**TASK TO CARRY OUT**.
Present the listing below as a Markdown table with the columns Row and Line, beginning at the line that contains "of the grass" and ending with the final line of the listing, both included. Leave out any blank lines.
--- start of DATA EXTRACT ---
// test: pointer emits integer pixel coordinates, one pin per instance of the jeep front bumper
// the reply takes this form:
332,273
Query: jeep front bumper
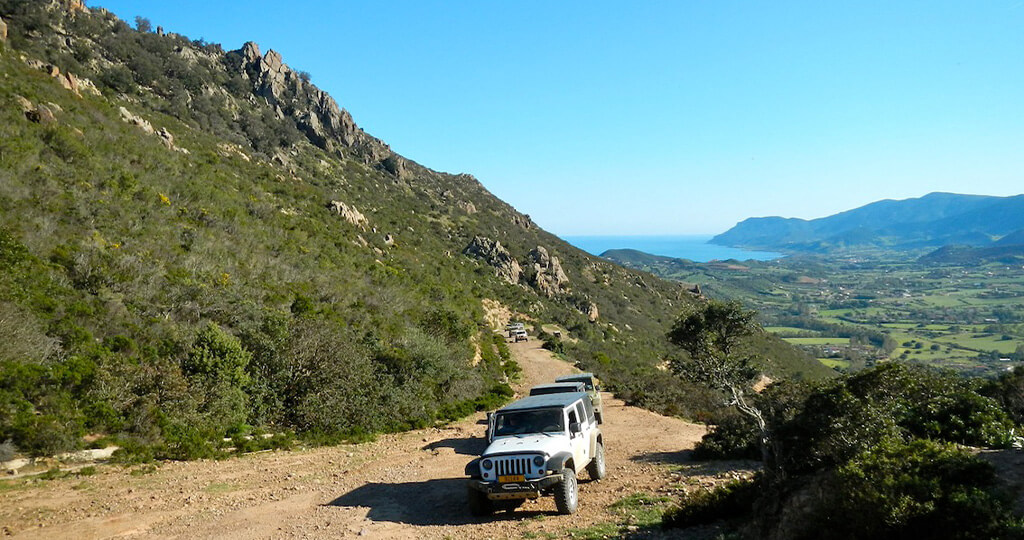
529,489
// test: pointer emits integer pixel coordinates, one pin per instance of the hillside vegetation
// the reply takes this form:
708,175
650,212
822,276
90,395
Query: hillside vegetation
933,220
198,243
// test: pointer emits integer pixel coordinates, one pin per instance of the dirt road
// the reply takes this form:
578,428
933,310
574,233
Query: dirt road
402,486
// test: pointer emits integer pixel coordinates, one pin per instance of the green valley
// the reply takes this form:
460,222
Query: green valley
856,308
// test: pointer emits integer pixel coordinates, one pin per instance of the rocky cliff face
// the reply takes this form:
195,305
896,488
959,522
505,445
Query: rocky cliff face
492,251
315,113
548,277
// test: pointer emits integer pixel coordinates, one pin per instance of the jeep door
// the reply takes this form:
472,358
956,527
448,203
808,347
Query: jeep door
582,448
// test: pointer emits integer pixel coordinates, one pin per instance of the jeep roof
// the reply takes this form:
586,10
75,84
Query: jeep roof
545,402
588,378
555,387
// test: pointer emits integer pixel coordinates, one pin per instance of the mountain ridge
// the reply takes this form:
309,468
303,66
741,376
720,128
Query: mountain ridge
929,221
198,244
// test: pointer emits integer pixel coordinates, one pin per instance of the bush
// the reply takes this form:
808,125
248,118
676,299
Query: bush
922,489
730,501
732,438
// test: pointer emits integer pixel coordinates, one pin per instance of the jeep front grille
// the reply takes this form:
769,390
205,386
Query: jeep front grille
514,465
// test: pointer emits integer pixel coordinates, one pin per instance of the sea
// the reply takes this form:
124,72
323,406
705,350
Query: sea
692,247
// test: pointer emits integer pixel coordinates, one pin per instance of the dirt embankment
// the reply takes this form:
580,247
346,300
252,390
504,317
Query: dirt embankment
402,486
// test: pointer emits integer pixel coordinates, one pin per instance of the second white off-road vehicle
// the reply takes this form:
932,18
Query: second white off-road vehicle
538,446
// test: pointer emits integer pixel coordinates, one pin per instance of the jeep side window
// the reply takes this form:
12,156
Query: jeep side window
580,411
589,407
522,422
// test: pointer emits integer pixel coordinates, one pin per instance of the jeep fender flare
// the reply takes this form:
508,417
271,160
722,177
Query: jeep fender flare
557,461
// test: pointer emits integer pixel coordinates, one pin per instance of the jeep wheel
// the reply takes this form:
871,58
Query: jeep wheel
510,506
596,468
567,493
479,504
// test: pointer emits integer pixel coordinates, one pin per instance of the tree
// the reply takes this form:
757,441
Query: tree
710,334
143,25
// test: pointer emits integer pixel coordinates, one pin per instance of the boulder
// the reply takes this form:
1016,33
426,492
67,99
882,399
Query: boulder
69,81
522,220
250,52
24,104
315,113
140,122
349,213
167,137
492,251
41,115
395,165
548,277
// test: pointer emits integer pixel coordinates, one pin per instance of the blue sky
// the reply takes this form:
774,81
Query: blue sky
674,117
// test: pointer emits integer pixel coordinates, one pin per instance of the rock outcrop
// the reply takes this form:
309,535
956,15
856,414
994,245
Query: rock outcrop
592,313
315,113
68,80
492,251
548,277
137,121
165,136
349,213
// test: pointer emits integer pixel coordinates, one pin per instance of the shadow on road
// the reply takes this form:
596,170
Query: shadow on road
431,502
466,447
665,458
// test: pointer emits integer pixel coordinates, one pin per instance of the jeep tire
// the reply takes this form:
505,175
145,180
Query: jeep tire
567,492
596,468
479,504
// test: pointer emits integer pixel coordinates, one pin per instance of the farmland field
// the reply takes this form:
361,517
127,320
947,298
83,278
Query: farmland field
858,309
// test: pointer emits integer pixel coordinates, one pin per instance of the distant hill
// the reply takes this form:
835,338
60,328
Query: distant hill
198,243
1011,254
933,220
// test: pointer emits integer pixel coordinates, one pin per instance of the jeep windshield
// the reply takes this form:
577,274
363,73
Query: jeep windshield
525,422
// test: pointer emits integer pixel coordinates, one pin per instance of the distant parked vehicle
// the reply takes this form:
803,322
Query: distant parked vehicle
557,387
537,447
593,389
513,328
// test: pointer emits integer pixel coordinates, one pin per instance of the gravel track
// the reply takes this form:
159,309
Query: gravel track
401,486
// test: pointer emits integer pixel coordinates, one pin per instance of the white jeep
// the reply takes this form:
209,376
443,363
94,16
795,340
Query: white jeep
538,446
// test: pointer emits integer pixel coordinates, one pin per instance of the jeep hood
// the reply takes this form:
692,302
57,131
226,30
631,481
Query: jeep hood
544,444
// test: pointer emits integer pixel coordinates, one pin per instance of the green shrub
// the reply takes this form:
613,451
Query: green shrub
922,489
732,438
730,501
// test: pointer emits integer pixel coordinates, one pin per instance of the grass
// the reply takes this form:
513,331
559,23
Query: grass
836,363
636,512
216,487
818,340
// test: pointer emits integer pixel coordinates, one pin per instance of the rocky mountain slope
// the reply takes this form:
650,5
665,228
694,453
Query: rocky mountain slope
198,243
933,220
--- end of DATA EXTRACT ---
**REPLY**.
| Row | Line |
|---|---|
| 1 | // test: pointer emits integer pixel coordinates, one pin per instance of the grass |
| 2 | // the reply takes this form: |
| 3 | 513,331 |
| 4 | 559,23 |
| 5 | Query: grass |
| 6 | 836,363 |
| 7 | 636,512 |
| 8 | 216,487 |
| 9 | 818,340 |
| 10 | // test: pointer emits integer pixel coordinates, one pin per instance of the rocky mountain slope |
| 11 | // the reply takes this form: |
| 12 | 650,5 |
| 13 | 665,228 |
| 14 | 694,453 |
| 15 | Query: rocky mountain slope |
| 16 | 198,243 |
| 17 | 933,220 |